### What this exercise asks
1. In the thread, what does Christopher Kings-Lynne suggest creating on the view?
2. Repeat the passage of the thread from "One way to get" up to and including "the stored procedure.", with no changes.

### Page excerpt
-- Start --
2005-05-23 Thread --= Tono =--
I have tried using INSTEAD rules but there are some
conditional logic that needs to happen inside the rule
(performing counts, getting and storing the primary
key of the master record etc.).  AFAIK, rules only
allows conditional logic to be check prior to
execution of the rule and not inside the rule itself. 
One way to get around this is to allow calling a
stored procedure inside the rule. This stored
procedure should have full access of NEW.* (and OLD.*
in the case of UPDATE and DELETE).  This way the
manual INSERT, UPDATE or DELETE on the actual tables
can be performed from inside the stored procedure.




--- Christopher Kings-Lynne
[EMAIL PROTECTED] wrote:
 You can probably just create an INSTEAD rule on the
 view...
 
 Chris
 
 --= Tono =-- wrote:
  Is there any plans to create an INSTEAD OF trigger
 on
  VIEWS?   I have view which consists of a master
 and
  detail table.  When a row is inserted into the
 view,
  the view needs to figure out if the master record
  already exsists. If the record does not exists in
 the
  master table, then insert into the master and the
  detail table.  If the record already exists in the
  master, just insert into detail table.
-- End --
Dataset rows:
-- Start --
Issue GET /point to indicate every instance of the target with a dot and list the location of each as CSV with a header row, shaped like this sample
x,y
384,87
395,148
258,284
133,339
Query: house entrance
-- End --
### Per-task outputs
1. An INSTEAD rule on the view.

2.
One way to get around this is to allow calling a
stored procedure inside the rule. This stored
procedure should have full access of NEW.* (and OLD.*
in the case of UPDATE and DELETE).  This way the
manual INSERT, UPDATE or DELETE on the actual tables
can be performed from inside the stored procedure.